→ **Stated task**: Using the listing below, retype only the lines from the line with "If you could pin the bread loaf" through the end, both ends included, and exclude the pictures.

Labeled-object pointing entries:
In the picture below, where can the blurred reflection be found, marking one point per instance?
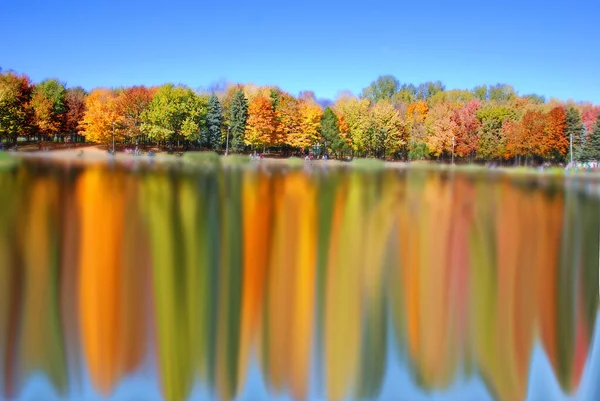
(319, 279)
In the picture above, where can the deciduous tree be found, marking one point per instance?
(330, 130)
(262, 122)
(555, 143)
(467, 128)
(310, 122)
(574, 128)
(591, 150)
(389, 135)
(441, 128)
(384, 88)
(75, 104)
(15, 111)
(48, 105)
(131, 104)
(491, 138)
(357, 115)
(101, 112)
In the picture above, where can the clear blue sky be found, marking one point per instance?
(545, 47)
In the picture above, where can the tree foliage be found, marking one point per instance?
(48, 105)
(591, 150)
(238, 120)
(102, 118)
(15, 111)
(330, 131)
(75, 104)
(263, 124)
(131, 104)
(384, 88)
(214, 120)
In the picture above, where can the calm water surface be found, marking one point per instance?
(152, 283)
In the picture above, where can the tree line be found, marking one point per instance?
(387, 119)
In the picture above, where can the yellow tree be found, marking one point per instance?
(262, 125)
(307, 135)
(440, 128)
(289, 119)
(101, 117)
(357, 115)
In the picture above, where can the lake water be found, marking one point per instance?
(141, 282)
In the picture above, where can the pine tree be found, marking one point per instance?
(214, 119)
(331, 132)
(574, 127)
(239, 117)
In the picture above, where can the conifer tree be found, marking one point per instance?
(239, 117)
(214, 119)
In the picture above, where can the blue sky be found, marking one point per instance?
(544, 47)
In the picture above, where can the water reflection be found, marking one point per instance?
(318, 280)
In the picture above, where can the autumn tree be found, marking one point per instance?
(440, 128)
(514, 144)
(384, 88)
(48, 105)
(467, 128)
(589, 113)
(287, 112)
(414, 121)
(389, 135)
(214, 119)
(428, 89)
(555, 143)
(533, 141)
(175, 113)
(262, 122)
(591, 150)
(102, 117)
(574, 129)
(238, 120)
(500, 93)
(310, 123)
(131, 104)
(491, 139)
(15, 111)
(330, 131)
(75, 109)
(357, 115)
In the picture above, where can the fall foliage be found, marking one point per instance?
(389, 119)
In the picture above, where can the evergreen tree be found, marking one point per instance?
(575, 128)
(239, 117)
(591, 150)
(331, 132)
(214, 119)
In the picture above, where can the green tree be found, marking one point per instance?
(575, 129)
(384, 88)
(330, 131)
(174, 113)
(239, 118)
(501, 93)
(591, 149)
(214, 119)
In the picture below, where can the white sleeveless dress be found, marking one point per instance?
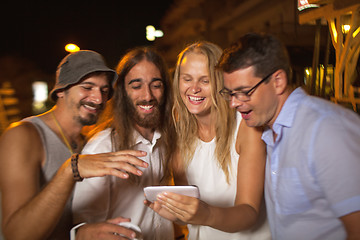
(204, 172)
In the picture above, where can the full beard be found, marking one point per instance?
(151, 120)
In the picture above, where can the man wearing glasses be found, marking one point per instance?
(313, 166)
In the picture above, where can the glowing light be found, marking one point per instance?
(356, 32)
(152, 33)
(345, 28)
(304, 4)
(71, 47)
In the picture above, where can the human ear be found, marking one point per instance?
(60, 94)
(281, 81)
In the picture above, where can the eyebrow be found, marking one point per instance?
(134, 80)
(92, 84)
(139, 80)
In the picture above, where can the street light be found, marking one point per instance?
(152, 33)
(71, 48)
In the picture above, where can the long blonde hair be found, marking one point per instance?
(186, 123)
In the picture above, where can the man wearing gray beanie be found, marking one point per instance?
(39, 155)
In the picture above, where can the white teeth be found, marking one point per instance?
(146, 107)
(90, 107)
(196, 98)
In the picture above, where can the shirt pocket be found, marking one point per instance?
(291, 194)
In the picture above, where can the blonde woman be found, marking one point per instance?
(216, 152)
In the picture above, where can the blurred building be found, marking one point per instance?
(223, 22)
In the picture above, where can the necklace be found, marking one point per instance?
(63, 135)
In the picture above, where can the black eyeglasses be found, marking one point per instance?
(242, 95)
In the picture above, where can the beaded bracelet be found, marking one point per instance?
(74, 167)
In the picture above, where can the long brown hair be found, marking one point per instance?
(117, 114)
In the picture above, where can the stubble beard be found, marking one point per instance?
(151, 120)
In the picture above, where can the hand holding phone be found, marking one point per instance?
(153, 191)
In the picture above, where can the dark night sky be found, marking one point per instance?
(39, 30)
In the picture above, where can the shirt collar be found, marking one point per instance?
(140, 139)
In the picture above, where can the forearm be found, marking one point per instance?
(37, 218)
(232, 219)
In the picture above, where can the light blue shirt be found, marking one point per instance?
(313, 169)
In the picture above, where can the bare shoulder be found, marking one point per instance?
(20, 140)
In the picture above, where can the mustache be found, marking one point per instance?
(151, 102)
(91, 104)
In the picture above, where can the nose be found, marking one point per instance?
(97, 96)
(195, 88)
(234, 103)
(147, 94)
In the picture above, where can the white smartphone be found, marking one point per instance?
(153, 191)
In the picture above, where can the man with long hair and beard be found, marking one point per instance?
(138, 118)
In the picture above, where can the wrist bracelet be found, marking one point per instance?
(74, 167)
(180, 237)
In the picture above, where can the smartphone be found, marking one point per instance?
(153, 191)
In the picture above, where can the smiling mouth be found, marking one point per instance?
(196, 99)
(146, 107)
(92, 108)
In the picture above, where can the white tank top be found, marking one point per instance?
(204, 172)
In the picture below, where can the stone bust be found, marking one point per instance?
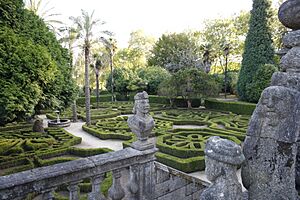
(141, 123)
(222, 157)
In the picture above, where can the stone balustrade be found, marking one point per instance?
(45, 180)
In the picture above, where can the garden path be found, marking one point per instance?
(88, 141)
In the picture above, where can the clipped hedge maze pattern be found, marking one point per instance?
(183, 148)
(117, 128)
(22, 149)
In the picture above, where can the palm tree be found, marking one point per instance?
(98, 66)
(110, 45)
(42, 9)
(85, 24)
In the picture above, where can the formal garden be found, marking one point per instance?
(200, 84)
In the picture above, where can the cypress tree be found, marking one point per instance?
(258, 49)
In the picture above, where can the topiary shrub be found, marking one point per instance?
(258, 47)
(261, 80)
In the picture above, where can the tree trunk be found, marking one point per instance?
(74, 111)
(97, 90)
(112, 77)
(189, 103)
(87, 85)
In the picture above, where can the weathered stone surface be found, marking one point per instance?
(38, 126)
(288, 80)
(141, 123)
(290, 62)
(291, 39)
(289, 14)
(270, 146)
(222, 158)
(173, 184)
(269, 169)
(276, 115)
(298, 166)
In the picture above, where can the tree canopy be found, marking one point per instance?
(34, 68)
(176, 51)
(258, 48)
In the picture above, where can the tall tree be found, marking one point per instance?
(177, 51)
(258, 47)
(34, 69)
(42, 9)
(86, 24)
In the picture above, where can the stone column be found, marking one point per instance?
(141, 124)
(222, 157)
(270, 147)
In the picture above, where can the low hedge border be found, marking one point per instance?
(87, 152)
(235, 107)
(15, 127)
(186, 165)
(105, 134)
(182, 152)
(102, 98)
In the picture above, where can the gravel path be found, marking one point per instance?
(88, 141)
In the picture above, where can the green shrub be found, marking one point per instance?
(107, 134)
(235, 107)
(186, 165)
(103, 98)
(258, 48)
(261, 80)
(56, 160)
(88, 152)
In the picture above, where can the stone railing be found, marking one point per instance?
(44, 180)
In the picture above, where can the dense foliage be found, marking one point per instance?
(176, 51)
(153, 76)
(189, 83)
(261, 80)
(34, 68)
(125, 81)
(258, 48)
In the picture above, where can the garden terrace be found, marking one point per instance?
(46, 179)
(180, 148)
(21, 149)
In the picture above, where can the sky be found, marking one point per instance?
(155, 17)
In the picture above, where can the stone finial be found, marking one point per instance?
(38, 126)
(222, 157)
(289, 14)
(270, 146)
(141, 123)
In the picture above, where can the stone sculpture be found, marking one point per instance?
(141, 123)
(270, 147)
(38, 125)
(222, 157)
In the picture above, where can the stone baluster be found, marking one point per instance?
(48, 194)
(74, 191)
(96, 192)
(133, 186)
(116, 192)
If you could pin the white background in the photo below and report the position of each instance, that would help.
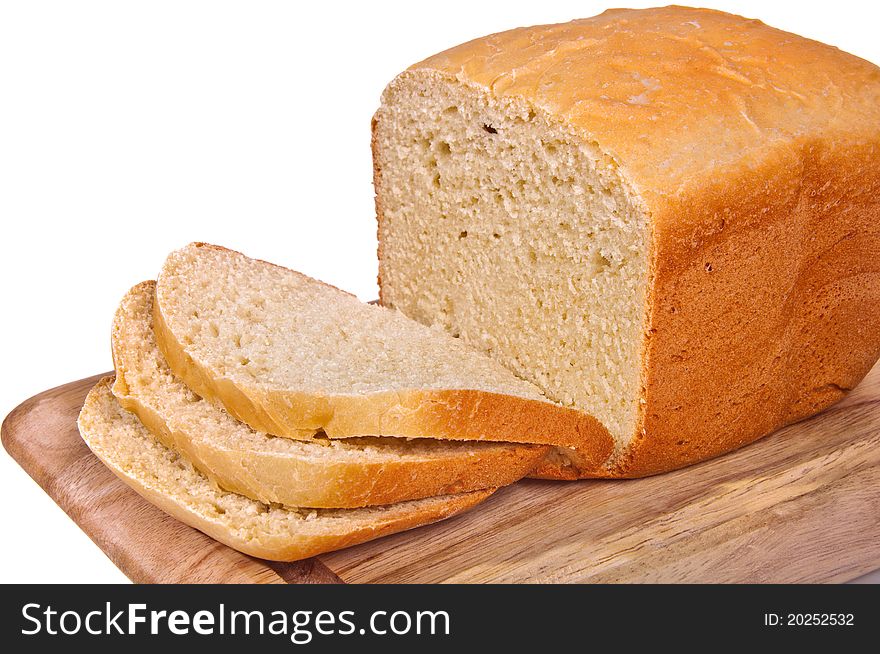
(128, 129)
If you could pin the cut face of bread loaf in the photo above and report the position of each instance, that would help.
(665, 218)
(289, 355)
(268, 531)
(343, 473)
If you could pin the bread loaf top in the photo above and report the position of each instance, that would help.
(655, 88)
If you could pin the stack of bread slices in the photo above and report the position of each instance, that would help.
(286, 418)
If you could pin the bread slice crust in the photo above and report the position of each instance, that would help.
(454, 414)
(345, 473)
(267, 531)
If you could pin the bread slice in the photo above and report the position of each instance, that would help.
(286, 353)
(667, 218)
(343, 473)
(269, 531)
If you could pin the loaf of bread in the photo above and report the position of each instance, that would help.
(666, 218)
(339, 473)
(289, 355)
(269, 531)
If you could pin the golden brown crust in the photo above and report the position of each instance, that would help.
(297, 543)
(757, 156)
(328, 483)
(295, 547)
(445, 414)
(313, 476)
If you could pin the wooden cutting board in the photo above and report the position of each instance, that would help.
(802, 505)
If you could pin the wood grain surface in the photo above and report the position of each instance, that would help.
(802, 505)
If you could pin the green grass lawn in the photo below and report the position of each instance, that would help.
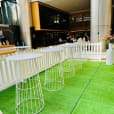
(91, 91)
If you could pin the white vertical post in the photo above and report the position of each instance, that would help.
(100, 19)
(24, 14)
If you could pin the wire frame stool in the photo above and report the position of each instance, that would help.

→ **Result for this exercise**:
If you could pin the bread loaf top in the photo above and report the position of each instance, that would help.
(655, 88)
If you could pin the stack of bread slices in the photo above and report the position of each instance, that would help.
(286, 418)
If you could pin the bread slice crust in the photo above and report the position of each instance, that would help.
(454, 414)
(345, 473)
(267, 531)
If you could pin the bread slice in the photo above and report the position of each instance, that would help.
(286, 353)
(667, 218)
(343, 473)
(269, 531)
If you could pin the loaf of bread in the photo above and report the position of each instance, that would help.
(666, 218)
(339, 473)
(289, 355)
(269, 531)
If you could pin the golden brown crust in the photo above and report the position of each instance, that would help.
(297, 543)
(757, 156)
(328, 483)
(295, 547)
(445, 414)
(313, 476)
If you could pin the wooden cutting board in the photo above and report the position of each instance, that would help.
(802, 505)
If you could pin the wood grain surface in the photo above and report the position of each instance, that would help.
(802, 505)
If you could pin the green grass lawn in the photo below and report the position of each instance, that would help.
(91, 91)
If you could pin the white vertical post in the photo above and report the position of each instance, that would help.
(100, 19)
(24, 14)
If you could pin the wire frame stool in the photo above and report the position of each instance, that would help.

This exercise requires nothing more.